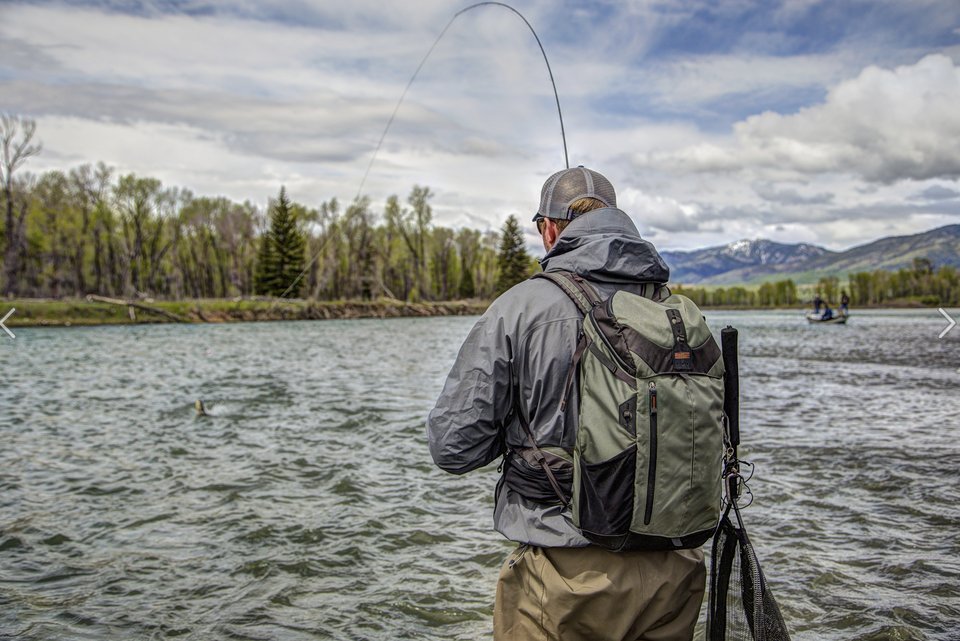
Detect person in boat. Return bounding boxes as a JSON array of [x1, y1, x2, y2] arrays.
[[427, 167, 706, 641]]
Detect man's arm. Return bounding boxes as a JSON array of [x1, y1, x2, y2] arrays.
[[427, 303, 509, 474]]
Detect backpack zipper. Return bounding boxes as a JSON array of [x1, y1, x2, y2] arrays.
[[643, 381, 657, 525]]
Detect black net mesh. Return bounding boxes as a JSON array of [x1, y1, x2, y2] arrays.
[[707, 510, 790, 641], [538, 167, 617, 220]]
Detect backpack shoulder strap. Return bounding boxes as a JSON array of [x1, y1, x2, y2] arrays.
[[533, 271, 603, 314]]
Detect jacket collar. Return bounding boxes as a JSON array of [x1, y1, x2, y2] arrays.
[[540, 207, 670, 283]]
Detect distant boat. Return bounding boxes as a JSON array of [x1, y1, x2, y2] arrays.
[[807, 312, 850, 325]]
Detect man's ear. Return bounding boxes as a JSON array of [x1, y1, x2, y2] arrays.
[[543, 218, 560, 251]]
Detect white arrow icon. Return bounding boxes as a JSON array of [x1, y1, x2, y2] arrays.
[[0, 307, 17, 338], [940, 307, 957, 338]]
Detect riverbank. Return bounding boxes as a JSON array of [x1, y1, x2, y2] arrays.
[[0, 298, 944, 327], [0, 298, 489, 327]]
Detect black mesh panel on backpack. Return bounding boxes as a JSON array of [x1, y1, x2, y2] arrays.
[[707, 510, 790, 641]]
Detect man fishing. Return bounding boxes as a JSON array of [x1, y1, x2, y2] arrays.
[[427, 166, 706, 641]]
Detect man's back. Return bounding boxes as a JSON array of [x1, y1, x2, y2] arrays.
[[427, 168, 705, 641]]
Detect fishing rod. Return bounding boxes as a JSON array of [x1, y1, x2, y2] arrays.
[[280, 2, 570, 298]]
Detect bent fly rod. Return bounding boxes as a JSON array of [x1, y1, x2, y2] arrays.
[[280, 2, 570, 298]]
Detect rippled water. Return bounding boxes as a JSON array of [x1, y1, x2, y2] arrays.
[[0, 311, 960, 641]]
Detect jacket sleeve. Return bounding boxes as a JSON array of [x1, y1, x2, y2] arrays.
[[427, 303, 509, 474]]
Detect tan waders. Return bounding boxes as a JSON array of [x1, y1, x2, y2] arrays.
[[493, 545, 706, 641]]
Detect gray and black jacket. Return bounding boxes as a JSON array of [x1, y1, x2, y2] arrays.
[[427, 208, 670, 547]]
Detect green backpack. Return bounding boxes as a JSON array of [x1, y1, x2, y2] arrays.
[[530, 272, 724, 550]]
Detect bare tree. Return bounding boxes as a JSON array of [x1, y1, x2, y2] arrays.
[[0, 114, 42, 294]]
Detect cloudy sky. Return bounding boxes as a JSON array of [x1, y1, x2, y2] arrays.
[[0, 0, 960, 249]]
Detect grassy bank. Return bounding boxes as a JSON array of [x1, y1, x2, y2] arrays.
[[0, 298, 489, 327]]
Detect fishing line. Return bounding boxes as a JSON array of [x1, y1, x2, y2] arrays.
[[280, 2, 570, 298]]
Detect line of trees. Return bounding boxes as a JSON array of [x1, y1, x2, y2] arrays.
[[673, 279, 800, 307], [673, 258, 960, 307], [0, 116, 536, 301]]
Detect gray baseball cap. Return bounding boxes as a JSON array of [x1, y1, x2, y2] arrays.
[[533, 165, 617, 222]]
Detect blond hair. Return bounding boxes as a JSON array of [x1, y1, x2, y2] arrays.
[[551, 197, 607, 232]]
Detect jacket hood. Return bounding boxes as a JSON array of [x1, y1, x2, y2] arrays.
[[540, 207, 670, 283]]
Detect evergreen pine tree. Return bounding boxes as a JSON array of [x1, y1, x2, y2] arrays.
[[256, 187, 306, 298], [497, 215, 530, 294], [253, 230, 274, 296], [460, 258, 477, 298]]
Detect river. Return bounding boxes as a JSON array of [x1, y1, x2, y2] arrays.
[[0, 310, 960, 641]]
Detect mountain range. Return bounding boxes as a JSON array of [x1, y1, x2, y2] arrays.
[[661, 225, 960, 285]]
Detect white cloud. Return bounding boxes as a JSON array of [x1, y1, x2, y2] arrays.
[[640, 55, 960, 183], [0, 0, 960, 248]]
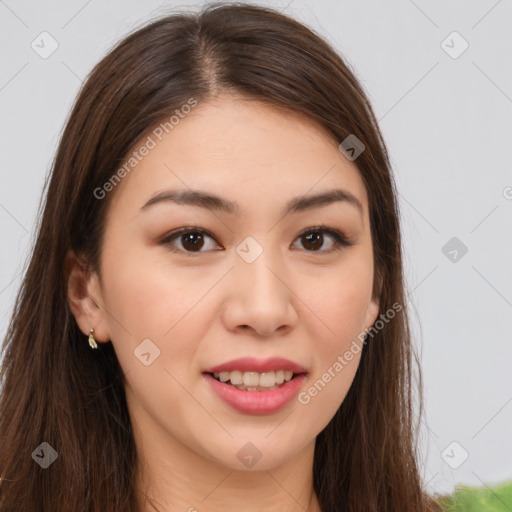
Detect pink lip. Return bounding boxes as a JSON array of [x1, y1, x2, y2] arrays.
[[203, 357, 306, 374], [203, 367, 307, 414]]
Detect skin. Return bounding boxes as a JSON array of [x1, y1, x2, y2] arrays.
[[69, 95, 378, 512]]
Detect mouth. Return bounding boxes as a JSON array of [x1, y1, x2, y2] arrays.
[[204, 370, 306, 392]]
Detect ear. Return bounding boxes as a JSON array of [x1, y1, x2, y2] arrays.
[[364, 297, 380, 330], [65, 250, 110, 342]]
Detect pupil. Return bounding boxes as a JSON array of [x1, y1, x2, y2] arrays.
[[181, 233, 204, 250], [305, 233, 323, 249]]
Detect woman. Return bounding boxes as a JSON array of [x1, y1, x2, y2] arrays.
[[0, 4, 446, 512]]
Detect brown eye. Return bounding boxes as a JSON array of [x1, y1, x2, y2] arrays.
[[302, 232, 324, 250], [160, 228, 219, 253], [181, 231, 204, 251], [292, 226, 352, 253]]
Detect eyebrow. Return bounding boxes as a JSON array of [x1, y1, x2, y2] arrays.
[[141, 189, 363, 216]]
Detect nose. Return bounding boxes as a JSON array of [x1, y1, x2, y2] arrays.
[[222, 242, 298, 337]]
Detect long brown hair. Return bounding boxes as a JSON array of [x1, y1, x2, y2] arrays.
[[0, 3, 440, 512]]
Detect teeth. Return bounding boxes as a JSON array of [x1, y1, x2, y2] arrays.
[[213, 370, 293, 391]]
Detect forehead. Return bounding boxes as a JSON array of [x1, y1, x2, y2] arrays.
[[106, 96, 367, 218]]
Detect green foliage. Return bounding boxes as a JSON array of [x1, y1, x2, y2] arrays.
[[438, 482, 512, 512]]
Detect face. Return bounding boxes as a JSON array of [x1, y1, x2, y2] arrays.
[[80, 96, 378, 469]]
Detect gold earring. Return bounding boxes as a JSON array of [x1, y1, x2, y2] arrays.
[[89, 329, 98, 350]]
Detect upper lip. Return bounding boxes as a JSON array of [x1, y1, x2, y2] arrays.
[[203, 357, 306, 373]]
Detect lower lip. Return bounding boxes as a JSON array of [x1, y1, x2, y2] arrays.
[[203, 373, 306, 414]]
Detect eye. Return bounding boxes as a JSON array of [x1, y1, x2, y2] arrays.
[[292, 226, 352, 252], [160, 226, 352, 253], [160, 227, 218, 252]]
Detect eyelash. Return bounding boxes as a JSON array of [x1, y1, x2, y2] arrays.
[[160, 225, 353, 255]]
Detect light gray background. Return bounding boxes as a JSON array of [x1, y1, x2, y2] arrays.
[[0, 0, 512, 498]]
☆ ☆ ☆ ☆ ☆
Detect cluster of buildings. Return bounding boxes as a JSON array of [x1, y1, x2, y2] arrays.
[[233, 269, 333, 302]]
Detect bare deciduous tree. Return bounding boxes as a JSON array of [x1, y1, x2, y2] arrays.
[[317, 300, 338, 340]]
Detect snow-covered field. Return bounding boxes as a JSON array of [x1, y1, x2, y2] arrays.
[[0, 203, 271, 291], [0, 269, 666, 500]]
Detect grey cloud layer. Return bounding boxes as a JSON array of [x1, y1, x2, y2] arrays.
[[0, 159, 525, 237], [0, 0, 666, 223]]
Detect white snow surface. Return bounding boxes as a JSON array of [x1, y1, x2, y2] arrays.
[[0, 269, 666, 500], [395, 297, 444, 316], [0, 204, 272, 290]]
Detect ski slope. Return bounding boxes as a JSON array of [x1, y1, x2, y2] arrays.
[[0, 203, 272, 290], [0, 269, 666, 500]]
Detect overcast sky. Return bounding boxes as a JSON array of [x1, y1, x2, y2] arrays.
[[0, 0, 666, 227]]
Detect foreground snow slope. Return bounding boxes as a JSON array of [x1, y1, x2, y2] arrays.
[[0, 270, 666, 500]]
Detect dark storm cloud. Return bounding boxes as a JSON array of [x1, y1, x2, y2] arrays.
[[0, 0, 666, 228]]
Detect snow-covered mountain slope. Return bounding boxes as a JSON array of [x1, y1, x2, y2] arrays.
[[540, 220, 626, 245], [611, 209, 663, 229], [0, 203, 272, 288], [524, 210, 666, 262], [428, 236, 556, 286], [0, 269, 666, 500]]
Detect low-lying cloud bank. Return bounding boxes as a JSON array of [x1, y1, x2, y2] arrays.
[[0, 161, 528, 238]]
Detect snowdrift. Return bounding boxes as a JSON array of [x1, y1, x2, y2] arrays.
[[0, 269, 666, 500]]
☆ ☆ ☆ ☆ ☆
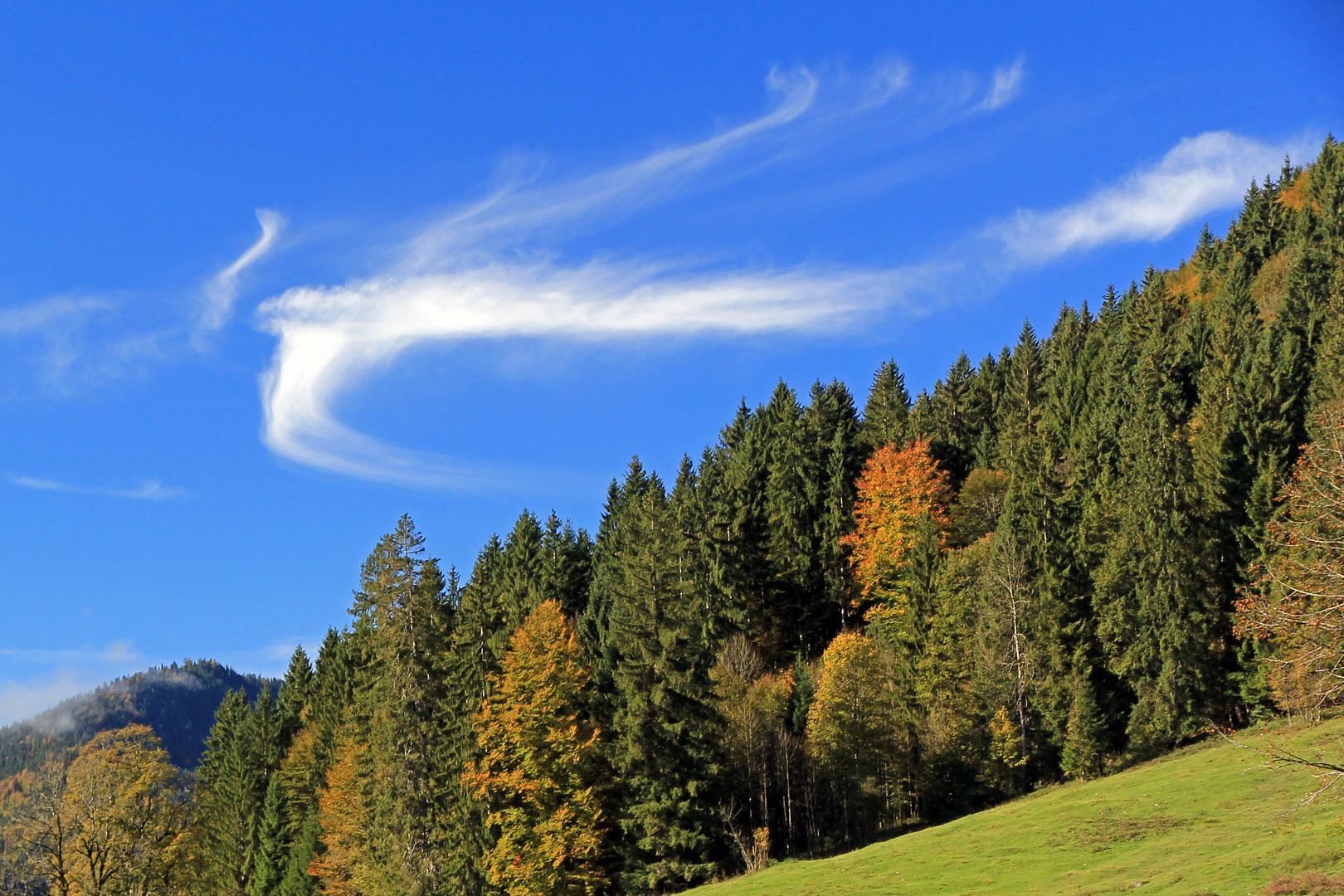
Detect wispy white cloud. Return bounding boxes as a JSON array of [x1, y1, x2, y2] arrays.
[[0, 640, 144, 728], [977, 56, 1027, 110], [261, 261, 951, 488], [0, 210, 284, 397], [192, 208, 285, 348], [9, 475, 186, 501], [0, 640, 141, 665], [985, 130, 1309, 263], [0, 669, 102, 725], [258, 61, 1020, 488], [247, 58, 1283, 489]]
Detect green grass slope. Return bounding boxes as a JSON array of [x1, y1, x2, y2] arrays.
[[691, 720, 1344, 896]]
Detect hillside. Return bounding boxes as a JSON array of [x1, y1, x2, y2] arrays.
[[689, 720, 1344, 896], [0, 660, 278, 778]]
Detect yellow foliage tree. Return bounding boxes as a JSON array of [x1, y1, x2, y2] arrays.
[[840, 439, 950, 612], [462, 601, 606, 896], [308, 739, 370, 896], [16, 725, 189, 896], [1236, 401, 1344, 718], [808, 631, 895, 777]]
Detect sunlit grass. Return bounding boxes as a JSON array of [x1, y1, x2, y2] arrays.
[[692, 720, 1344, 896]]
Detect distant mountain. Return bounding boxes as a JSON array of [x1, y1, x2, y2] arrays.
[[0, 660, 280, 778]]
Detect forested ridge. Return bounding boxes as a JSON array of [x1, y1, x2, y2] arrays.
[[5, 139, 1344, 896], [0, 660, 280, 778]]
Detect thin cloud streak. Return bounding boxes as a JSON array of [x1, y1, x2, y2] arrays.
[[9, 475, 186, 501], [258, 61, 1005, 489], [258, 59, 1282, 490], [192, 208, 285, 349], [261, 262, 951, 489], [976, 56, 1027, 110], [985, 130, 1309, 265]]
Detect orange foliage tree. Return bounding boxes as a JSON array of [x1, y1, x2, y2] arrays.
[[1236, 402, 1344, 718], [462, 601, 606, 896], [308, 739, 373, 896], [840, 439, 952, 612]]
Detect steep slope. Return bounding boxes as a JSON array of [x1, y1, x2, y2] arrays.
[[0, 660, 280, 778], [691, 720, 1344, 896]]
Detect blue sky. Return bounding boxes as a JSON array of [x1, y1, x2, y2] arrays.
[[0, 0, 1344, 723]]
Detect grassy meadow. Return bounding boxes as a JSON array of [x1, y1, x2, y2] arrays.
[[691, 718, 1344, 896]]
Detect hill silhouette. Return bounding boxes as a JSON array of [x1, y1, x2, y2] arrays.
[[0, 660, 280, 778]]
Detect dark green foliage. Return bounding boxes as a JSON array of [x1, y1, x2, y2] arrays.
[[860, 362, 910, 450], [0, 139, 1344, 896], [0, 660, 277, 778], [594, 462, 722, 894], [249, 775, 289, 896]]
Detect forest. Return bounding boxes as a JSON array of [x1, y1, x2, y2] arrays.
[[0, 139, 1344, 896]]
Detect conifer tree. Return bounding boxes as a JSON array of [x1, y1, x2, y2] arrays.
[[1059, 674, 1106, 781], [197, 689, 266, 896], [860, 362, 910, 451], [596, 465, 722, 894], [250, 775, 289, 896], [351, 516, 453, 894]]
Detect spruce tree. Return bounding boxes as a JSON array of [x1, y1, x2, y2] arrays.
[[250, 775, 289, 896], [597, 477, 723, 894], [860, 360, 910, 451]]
☆ ☆ ☆ ☆ ☆
[Task prompt] Could you reproduce, word for word, the rows from the line containing "Detect face. Return" through the line containing "[[0, 0, 512, 498]]", both of those lines included?

[Result of the task]
Detect face. Return bounding boxes as a JSON array of [x1, y1, x2, y2] arrays.
[[80, 96, 378, 469]]
Detect gold earring. Return bounding boxes as a JSON array of [x1, y1, x2, y2] arrays.
[[89, 329, 98, 350]]
Detect upper lip. Return bounding boxes as a JSON array of [x1, y1, x2, y2] arrays.
[[203, 357, 306, 373]]
Detect lower lip. Return bounding boxes as a JSON array of [x1, y1, x2, y2] arrays.
[[203, 373, 306, 414]]
Detect eye. Return bounding boxes as a JSON array of [x1, y1, x2, y2] arrays.
[[292, 226, 352, 252], [160, 226, 352, 253], [160, 227, 218, 252]]
Detect eyelash. Return bounding boxes as a JSON array of [x1, y1, x2, y2] arrays.
[[160, 225, 353, 255]]
Detect light gray background. Return bounding boxes as a JSON array of [x1, y1, x2, y2] arrays.
[[0, 0, 512, 498]]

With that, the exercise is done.